Problem description: Please repeat each line from the one holding "# indicate every instance of the propeller with" through the final line of the data, exactly as it stands, with no pictures.
Material shown section start
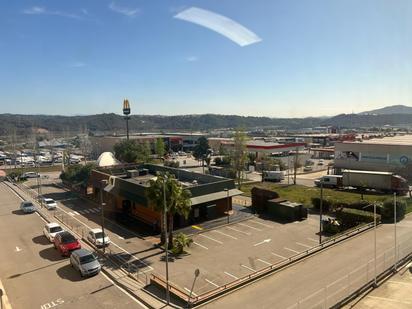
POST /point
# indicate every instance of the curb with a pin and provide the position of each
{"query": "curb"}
(4, 300)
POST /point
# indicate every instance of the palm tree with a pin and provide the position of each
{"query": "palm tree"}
(177, 201)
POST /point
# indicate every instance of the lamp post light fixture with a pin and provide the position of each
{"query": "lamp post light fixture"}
(197, 273)
(126, 113)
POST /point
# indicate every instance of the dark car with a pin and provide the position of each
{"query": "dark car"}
(66, 243)
(85, 262)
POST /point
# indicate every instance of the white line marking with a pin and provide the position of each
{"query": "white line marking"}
(247, 267)
(230, 275)
(230, 236)
(264, 262)
(212, 283)
(121, 289)
(266, 225)
(286, 248)
(200, 245)
(208, 237)
(251, 227)
(278, 255)
(236, 230)
(303, 245)
(262, 242)
(193, 293)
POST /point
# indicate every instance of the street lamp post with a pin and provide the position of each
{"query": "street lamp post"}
(320, 211)
(394, 221)
(166, 240)
(126, 113)
(227, 204)
(197, 273)
(102, 204)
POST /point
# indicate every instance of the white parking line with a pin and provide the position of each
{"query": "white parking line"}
(212, 283)
(266, 225)
(208, 237)
(193, 293)
(200, 245)
(286, 248)
(278, 255)
(247, 267)
(303, 245)
(239, 231)
(264, 262)
(251, 227)
(230, 236)
(230, 275)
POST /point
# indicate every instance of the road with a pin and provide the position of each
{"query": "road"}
(36, 276)
(325, 278)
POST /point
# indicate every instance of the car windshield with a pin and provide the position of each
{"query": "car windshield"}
(68, 238)
(55, 229)
(87, 258)
(99, 235)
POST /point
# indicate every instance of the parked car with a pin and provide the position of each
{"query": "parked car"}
(95, 236)
(49, 203)
(85, 262)
(66, 243)
(51, 229)
(30, 175)
(308, 168)
(27, 207)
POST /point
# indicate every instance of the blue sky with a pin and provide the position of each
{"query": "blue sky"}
(316, 57)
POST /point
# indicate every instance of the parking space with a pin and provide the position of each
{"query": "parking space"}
(234, 251)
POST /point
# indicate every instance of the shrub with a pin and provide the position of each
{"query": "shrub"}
(326, 204)
(387, 210)
(180, 242)
(349, 217)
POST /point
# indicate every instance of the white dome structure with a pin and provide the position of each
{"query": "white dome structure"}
(107, 159)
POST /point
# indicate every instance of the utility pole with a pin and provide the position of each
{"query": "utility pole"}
(394, 221)
(166, 240)
(102, 204)
(320, 211)
(126, 113)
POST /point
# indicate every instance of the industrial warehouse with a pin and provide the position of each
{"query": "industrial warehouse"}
(389, 154)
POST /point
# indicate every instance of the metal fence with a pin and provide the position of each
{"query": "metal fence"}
(363, 275)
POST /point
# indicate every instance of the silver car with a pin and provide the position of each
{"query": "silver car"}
(85, 262)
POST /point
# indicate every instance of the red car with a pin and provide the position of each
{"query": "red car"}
(66, 243)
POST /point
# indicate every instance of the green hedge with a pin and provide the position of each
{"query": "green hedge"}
(349, 217)
(387, 210)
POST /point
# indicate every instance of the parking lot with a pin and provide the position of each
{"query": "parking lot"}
(231, 252)
(222, 255)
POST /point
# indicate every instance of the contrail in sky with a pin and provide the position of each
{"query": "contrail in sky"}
(221, 24)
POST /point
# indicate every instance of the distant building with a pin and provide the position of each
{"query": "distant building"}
(127, 185)
(390, 154)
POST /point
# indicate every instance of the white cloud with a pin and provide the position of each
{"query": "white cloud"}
(192, 59)
(77, 64)
(221, 24)
(130, 12)
(38, 10)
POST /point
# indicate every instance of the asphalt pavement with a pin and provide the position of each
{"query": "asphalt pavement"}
(36, 276)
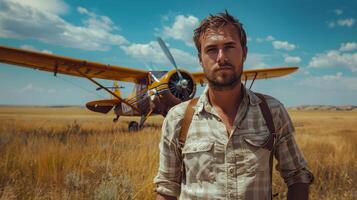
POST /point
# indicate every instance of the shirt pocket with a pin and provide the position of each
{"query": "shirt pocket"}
(255, 152)
(199, 161)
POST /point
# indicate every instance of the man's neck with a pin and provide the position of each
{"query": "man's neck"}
(227, 101)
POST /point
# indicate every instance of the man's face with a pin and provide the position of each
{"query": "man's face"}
(222, 57)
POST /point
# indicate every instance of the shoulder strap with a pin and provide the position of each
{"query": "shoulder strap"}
(187, 118)
(268, 117)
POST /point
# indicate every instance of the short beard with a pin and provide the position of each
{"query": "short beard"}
(216, 85)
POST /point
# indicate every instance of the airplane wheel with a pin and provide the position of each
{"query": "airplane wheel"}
(133, 126)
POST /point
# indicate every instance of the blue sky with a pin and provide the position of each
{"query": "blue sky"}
(320, 37)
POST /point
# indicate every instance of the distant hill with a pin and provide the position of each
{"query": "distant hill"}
(325, 107)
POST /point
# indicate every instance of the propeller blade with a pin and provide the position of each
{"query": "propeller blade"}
(168, 54)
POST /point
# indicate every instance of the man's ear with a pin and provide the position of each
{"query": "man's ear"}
(245, 52)
(199, 59)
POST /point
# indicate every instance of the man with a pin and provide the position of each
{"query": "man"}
(223, 156)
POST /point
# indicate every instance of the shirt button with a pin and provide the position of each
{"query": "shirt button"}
(231, 170)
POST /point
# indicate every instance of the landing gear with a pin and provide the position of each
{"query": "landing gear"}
(116, 119)
(133, 126)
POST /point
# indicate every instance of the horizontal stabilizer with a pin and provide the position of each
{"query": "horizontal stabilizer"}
(102, 106)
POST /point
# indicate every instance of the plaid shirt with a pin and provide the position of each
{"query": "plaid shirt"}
(219, 166)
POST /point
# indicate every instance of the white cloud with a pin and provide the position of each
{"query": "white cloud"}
(50, 6)
(335, 58)
(338, 11)
(266, 39)
(285, 45)
(31, 88)
(259, 40)
(330, 82)
(269, 38)
(182, 29)
(349, 22)
(23, 21)
(152, 53)
(346, 22)
(292, 59)
(331, 24)
(31, 48)
(255, 60)
(332, 77)
(349, 46)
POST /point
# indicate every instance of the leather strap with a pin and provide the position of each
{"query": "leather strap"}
(268, 117)
(186, 122)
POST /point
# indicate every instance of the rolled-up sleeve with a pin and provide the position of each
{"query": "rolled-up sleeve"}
(291, 162)
(168, 179)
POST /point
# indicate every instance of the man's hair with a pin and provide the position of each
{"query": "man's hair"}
(218, 21)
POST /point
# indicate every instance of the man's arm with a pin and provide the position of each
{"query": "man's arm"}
(291, 162)
(298, 191)
(168, 179)
(164, 197)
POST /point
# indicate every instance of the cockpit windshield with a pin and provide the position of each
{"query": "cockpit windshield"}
(157, 74)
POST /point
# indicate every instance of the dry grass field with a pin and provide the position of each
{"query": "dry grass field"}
(71, 153)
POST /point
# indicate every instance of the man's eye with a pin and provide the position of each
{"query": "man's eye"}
(230, 46)
(210, 50)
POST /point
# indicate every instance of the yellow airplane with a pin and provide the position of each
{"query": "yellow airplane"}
(155, 92)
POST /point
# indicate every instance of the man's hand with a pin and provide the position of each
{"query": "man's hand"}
(165, 197)
(298, 191)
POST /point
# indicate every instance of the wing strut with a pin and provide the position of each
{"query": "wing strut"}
(106, 89)
(255, 76)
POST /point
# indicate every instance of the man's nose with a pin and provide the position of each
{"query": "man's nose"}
(221, 57)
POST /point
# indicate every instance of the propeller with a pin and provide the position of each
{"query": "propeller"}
(115, 87)
(182, 82)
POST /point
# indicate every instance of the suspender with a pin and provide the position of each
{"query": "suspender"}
(187, 119)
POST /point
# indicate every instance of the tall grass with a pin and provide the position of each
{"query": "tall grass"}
(77, 155)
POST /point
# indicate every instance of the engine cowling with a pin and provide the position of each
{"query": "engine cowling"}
(183, 89)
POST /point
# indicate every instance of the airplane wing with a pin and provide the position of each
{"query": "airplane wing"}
(249, 74)
(69, 66)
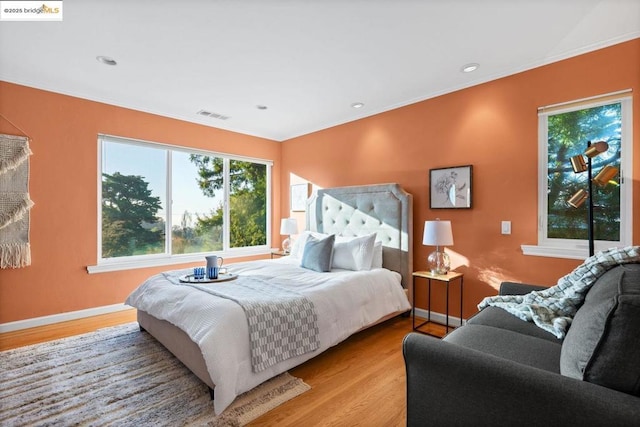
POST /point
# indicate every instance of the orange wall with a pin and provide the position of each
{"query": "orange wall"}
(493, 127)
(63, 185)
Material shown section end
Response area:
# indicate every instance of the propeller with a pin and provide the position of each
{"query": "propeller"}
(115, 87)
(182, 82)
POST /point
# indicate every instance of the suspender with a pin and provide the position of each
{"query": "suspender"}
(187, 119)
POST /point
# indicate every instance of the tall grass with a pin and provide the position of each
{"query": "tall grass"}
(77, 155)
POST /point
# indicate every instance of the engine cowling with a pin and provide the position of each
{"query": "engine cowling"}
(183, 89)
POST /point
# indicate every instance of the airplane wing with a pin and provide the position of each
{"query": "airplane wing"}
(249, 74)
(69, 66)
POST /point
# indicate every instance of the orange wall with a pin and provide the position of each
{"query": "orange wall"}
(493, 127)
(63, 185)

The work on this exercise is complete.